== Segment start ==

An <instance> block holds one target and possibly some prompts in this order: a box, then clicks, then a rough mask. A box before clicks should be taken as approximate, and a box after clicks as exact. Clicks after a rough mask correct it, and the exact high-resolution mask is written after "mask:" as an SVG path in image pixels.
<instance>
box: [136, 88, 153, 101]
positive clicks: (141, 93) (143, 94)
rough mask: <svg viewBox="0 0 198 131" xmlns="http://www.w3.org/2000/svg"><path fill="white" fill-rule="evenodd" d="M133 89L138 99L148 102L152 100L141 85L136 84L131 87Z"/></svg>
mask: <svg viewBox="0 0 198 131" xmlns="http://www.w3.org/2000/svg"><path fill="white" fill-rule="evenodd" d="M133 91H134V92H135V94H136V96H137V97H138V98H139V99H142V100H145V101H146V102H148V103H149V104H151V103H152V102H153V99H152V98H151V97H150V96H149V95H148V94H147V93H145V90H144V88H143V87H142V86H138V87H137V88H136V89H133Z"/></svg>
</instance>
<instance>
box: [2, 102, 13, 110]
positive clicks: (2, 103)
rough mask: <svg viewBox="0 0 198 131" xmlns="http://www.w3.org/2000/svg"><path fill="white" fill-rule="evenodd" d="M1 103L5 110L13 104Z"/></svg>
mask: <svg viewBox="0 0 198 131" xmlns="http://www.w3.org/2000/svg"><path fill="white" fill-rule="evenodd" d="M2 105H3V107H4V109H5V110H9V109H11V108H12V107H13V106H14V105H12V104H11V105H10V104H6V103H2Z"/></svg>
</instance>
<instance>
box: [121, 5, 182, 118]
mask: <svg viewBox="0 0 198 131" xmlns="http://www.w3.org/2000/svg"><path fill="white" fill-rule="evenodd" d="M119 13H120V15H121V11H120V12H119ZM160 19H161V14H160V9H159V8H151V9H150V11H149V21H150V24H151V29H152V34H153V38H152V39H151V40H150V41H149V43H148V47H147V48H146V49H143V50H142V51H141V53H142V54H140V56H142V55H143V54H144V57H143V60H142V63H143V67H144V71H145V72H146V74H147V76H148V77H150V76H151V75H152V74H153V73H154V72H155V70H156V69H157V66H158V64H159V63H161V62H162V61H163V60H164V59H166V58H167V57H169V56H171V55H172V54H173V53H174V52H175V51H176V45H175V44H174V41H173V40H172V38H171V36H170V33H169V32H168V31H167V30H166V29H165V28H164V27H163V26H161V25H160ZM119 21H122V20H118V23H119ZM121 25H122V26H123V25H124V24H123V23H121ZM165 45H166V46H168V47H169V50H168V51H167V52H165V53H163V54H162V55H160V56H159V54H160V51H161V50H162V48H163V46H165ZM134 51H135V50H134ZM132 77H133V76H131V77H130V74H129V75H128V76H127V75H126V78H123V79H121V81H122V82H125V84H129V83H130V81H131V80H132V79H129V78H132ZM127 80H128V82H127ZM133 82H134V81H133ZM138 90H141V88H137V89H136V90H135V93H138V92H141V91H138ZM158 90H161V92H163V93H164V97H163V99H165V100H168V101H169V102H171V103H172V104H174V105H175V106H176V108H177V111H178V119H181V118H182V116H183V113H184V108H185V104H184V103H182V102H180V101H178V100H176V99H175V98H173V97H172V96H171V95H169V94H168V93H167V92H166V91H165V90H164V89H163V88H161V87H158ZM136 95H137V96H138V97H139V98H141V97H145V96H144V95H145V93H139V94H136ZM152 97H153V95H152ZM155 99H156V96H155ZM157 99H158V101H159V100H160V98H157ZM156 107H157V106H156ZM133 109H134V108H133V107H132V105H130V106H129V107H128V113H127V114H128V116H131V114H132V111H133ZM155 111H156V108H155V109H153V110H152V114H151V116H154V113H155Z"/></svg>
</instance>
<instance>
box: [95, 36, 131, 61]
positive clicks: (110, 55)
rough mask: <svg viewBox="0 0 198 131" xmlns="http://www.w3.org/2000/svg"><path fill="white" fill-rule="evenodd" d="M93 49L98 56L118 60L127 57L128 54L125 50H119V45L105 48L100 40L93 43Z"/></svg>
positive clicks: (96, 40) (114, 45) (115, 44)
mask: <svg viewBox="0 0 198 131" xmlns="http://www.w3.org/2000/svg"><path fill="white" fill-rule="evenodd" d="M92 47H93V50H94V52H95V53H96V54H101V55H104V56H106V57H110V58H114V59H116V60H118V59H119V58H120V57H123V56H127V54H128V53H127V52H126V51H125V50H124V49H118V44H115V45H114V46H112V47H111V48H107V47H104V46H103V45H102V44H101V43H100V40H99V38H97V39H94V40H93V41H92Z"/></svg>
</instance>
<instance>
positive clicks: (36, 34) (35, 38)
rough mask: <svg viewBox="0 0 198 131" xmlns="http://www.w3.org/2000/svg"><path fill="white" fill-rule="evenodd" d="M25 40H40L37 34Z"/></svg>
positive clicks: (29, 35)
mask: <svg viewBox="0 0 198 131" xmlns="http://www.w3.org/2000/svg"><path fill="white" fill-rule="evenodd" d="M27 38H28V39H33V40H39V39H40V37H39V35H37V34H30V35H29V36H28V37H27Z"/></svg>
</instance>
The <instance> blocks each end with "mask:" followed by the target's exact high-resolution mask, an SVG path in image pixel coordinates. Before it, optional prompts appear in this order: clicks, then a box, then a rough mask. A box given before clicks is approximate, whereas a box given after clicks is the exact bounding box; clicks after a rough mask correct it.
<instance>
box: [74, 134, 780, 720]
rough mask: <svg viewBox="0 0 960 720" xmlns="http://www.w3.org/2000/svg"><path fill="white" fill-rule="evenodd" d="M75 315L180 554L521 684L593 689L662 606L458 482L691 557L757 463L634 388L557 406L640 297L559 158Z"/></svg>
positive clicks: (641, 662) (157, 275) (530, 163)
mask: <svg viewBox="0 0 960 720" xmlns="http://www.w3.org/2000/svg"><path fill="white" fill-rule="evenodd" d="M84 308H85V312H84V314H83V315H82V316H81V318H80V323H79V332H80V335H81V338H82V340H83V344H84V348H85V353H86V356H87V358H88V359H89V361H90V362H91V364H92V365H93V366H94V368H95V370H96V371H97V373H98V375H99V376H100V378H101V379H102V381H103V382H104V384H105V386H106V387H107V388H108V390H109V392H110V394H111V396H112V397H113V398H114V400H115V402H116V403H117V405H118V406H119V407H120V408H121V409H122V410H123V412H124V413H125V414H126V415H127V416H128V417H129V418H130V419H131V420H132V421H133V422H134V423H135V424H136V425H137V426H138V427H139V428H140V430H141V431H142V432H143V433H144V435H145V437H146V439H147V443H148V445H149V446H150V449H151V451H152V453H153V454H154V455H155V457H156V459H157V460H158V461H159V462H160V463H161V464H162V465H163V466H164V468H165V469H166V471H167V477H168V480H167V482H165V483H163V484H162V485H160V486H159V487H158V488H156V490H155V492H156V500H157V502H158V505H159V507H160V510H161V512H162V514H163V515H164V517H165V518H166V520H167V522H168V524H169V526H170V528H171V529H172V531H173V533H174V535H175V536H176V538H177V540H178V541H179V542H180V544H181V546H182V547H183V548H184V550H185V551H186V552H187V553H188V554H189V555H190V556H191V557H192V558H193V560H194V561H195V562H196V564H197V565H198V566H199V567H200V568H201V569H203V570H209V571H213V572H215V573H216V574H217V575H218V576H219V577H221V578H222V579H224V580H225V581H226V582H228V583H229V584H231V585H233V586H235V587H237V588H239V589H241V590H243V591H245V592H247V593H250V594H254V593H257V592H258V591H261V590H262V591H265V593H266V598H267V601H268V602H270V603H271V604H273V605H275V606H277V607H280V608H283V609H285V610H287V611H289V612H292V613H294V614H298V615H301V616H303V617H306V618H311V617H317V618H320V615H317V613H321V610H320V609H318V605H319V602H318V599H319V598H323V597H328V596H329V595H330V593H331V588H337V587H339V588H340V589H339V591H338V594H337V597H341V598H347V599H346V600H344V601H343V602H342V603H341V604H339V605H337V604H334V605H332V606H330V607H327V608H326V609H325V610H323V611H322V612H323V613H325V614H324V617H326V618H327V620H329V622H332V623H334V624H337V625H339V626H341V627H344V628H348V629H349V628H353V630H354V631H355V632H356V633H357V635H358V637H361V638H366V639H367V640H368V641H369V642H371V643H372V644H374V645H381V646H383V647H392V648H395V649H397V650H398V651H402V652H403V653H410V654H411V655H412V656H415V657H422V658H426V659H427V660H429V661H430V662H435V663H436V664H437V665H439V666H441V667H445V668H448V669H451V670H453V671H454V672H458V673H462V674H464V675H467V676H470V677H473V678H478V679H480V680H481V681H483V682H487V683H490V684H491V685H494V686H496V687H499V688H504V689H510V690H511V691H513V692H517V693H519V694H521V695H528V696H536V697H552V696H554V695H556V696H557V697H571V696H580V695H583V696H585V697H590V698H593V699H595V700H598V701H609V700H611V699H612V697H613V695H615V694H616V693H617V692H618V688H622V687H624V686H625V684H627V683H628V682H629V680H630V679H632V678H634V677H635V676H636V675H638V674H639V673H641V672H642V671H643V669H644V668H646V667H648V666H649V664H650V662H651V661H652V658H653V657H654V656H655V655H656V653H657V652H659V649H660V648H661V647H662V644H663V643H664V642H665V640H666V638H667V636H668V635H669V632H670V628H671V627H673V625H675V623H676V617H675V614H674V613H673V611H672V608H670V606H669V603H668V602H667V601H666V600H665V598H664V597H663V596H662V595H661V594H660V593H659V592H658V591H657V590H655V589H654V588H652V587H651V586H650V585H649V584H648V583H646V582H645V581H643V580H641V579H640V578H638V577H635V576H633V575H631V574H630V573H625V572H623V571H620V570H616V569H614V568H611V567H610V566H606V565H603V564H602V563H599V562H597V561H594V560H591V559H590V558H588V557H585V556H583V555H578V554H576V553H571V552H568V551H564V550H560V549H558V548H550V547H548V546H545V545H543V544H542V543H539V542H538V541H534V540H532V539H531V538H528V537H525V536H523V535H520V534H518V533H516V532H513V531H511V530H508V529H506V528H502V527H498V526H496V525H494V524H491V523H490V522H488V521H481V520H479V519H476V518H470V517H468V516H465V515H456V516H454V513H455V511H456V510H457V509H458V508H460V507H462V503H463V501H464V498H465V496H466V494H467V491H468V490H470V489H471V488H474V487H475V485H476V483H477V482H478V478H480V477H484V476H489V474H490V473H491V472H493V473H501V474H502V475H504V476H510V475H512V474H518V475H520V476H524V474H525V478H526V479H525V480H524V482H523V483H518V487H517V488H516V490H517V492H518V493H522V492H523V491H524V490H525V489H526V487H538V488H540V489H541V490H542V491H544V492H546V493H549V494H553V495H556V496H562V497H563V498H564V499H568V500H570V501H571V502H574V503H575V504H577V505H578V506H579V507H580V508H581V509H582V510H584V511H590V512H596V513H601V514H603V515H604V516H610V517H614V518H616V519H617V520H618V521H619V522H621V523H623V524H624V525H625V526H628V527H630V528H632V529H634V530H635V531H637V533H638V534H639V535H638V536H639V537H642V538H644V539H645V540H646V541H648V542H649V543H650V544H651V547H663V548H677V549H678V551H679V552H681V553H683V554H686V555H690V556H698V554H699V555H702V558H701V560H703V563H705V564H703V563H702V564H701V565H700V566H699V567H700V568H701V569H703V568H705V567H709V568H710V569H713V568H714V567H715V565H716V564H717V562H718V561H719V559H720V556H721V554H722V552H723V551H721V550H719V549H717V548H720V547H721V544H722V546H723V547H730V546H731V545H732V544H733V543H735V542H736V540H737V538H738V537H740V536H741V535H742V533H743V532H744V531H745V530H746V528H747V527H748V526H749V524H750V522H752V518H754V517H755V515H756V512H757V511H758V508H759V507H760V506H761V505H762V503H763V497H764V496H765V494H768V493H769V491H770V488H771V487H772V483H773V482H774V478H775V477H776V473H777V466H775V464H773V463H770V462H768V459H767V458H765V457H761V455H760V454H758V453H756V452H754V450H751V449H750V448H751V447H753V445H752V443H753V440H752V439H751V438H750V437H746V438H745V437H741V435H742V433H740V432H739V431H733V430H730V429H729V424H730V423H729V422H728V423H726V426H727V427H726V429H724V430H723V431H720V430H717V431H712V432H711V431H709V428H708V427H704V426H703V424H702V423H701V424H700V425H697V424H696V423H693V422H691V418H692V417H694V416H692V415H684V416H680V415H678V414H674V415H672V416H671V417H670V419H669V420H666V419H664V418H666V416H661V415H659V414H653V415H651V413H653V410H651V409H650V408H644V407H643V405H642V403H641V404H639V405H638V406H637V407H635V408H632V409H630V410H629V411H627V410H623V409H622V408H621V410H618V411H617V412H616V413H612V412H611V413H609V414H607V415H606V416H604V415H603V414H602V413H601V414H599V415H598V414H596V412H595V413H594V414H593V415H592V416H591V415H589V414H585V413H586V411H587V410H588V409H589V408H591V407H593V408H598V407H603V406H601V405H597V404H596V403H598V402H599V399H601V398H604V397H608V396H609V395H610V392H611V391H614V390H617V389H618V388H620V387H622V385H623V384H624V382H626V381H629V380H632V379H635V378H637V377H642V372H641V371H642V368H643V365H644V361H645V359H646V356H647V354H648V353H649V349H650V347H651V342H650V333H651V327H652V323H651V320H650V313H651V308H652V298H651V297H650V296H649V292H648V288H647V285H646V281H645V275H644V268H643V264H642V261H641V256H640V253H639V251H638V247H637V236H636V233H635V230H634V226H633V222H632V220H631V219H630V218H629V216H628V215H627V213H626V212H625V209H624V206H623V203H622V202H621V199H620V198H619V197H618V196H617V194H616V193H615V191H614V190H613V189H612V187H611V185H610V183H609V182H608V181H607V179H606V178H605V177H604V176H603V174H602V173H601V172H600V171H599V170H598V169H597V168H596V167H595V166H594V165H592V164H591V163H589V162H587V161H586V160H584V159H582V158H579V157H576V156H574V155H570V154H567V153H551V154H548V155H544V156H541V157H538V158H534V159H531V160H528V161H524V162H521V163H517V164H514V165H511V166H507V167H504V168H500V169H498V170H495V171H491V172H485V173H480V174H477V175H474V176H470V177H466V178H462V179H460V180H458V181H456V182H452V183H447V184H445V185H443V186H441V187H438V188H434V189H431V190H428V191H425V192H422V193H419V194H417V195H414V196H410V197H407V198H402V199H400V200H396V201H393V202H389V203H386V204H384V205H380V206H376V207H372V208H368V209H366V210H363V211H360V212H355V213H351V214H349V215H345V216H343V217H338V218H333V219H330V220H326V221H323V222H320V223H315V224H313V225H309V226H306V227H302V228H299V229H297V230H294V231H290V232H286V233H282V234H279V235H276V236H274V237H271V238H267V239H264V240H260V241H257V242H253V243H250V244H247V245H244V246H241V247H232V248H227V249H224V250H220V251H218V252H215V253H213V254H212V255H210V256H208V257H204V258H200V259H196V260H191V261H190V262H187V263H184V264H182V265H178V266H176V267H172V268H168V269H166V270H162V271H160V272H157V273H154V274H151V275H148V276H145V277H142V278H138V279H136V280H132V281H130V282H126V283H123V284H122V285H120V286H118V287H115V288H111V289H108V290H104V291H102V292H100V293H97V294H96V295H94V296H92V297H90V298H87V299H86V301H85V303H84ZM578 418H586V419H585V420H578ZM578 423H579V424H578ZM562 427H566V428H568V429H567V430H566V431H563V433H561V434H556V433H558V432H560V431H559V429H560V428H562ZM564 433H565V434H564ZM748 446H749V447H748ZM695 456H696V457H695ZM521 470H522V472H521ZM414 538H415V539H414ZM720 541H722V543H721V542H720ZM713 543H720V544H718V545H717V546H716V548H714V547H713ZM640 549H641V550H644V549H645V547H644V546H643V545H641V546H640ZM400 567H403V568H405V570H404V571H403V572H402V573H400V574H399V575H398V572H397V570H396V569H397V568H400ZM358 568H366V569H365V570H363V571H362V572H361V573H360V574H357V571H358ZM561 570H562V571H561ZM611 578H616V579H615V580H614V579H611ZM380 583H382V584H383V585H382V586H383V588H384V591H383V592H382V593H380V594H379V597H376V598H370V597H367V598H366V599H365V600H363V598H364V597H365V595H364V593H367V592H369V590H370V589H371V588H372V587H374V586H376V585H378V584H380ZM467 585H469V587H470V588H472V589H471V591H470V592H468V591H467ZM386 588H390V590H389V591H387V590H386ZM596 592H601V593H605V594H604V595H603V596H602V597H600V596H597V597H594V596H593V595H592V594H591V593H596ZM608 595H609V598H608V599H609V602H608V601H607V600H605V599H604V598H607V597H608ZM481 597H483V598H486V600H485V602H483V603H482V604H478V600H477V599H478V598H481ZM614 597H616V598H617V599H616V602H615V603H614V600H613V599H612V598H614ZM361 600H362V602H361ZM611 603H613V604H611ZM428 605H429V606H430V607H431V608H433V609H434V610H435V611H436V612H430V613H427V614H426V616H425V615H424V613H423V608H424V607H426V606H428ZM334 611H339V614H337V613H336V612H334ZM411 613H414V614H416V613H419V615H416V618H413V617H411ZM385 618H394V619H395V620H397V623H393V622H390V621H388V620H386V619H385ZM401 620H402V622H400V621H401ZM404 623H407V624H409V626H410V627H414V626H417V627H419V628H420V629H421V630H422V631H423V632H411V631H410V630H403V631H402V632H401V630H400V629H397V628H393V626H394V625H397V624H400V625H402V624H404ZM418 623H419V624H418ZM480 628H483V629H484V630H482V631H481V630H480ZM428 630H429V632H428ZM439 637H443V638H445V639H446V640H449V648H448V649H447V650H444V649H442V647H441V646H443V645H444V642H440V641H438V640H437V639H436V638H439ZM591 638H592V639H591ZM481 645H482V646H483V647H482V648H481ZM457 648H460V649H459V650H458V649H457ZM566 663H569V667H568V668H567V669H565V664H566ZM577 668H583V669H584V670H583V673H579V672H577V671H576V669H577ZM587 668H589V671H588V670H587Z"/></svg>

== Segment end ==

** What needs to be done **
Take the first line of the material above as the start and the line that contains "positive clicks: (141, 93) (143, 94)" as the end. Output only that span, every line exactly as it stands.

** Solved problem **
An <instance> block holds one target and possibly some prompts in this order: a box, then clicks, then a rough mask. A box before clicks should be taken as approximate, and a box after clicks as exact. Clicks after a rough mask correct it, and the exact high-resolution mask is written after "mask:" as an SVG path in image pixels.
<instance>
box: [136, 88, 153, 101]
positive clicks: (141, 93) (143, 94)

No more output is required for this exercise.